§ TASK INSTRUCTIONS
Translate this sentence from the text on group term life insurance into Spanish: "The first $50,000 of group term life insurance coverage that your employer provides is excluded from taxable income and doesn’t add anything to your income tax bill."

Does your employer provide you with group term life insurance? If so, and if your salary is higher than $50,000, this employee “benefit” may be creating undesirable income tax consequences for you. Here’s why.

The first $50,000 of group term life insurance coverage that your employer provides is excluded from taxable income and doesn’t add anything to your income tax bill. But the employer-paid cost of group term coverage in excess of $50,000 is taxable income to you even though you never actually receive it (i.e., it is “phantom income”). What’s worse, the cost of group term insurance must be determined under a table prepared by IRS even if the employer’s actual cost is less than the cost figured under the table. Under this table, the amount of taxable phantom income attributed to an older employee will often be higher than the premium the employee would pay for comparable coverage under an individual term policy. This tax trap gets worse as the employee gets older and as the amount of his compensation increases.

What should you do if you think you might be one of the people for whom the tax cost of employer-provided group term life insurance is undesirably high? First, you should determine if this is actually the case. If a specific dollar amount appears in Box 12 of your Form W-2 (with code “C“), that dollar amount represents your employer’s cost of providing you with group-term life insurance coverage in excess of $50,000, less any amount you paid for the coverage. You are responsible for any and all Federal, State, and local taxes on the amount in Box 12, and for the FICA tax (Social Security and Medicare) as well. But keep in mind that the amount in Box 12 is already included as part of your total “Wages, tips and other compensation” in Box 1 of the W-2, and it’s the Box 1 amount that’s reported on your tax return.

If you then decide that this cost is too high for the benefit you’re getting in return, you should find out whether your employer has a “carve-out” plan (a plan that carves out selected employees from group term coverage) or, if not, whether it would be willing to create one. There are several different types of carve-out plans that employers can offer to their employees. For example, the employer can continue to provide $50,000 of group term insurance (since there’s no tax cost for the first $50,000 of coverage) and either provide the employee with an individual policy for the balance of the coverage, or give the employee the amount the employer would have spent for the excess coverage as a cash bonus that the employee can use to pay the premiums on an individual policy.

Records drawn from a dataset
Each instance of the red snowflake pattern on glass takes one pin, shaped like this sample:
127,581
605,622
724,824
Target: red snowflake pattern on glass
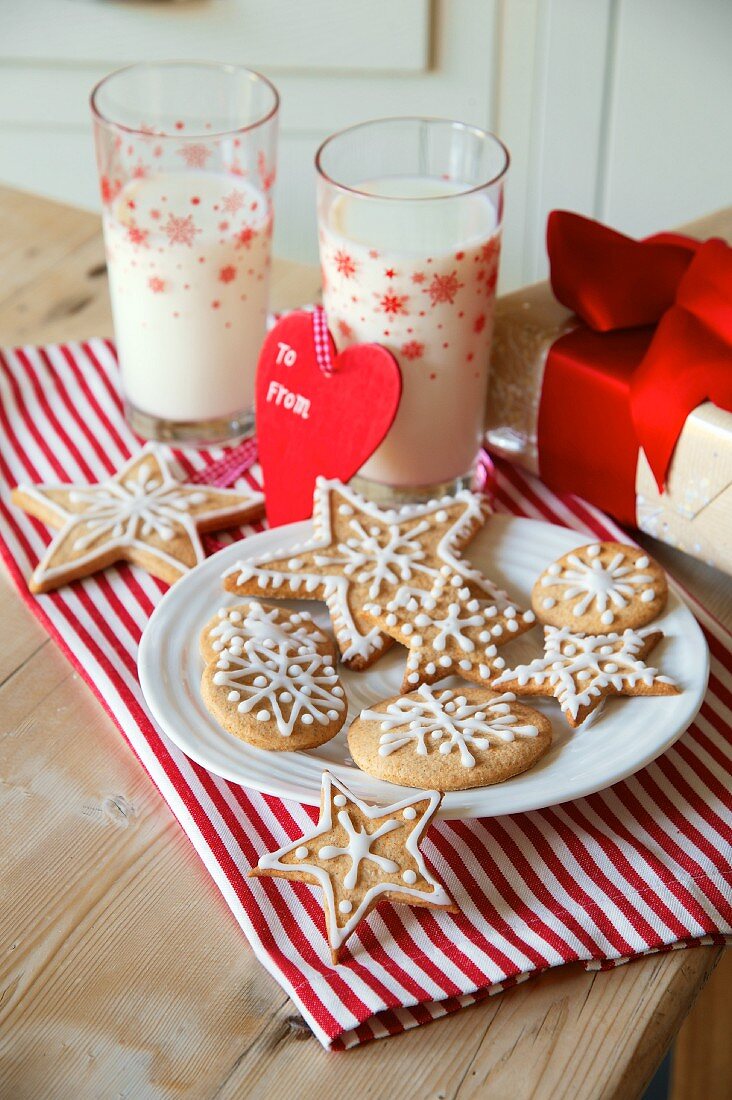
109,188
244,237
393,304
196,155
266,176
444,288
232,202
345,264
412,350
489,251
181,230
137,235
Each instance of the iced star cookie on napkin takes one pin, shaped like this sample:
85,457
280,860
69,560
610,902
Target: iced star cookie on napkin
449,739
581,670
142,515
599,586
362,553
359,856
270,678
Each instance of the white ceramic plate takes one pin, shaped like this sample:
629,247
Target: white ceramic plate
624,736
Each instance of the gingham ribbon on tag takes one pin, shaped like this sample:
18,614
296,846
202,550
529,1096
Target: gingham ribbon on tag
321,340
638,868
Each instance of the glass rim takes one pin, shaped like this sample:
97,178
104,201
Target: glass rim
466,127
220,66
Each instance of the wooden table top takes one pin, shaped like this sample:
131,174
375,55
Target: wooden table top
122,971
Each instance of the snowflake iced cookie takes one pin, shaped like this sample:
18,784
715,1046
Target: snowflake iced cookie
254,619
449,631
449,739
141,515
361,553
581,670
600,586
271,679
360,856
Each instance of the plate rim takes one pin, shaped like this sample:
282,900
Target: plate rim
156,704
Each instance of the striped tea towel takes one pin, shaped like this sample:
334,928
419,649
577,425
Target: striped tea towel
641,867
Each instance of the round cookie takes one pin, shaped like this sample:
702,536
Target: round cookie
254,619
450,739
601,586
276,694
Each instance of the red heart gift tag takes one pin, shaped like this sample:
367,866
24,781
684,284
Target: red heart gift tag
317,413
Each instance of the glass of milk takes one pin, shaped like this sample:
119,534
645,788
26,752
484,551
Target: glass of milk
410,216
186,155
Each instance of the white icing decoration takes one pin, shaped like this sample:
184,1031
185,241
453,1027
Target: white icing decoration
434,892
569,657
609,587
261,623
396,552
358,848
298,686
449,719
140,503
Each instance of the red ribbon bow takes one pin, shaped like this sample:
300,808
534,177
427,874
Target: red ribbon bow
655,341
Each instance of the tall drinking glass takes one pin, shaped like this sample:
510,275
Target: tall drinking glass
186,155
410,216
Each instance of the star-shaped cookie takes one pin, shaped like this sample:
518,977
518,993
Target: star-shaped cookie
141,515
580,670
359,856
449,631
361,553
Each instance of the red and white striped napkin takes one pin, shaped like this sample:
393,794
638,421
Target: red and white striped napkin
641,867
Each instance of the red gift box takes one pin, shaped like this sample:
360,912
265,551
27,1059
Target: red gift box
624,396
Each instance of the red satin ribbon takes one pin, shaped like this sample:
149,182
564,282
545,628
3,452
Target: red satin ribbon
654,341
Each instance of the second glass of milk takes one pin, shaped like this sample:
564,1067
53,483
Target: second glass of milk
186,156
410,216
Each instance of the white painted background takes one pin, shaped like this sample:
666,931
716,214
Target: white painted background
621,109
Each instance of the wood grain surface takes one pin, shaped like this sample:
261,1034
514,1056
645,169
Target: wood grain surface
122,971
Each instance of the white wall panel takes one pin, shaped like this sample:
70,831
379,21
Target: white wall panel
324,34
329,73
669,135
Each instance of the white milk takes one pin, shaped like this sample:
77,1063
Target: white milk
418,277
188,273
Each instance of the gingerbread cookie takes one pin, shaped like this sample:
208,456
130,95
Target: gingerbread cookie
271,680
581,670
449,739
361,553
360,856
601,585
141,515
253,619
449,631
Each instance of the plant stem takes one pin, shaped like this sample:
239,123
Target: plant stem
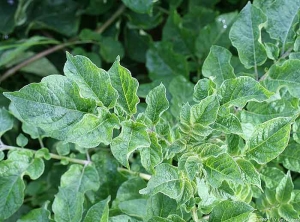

§ ANSWER TO THIS TASK
Los primeros $50,000 de cobertura de seguro de vida colectivo a término que le proporciona su empleador se excluyen del ingreso gravable y no añaden nada a su factura del impuesto sobre la renta.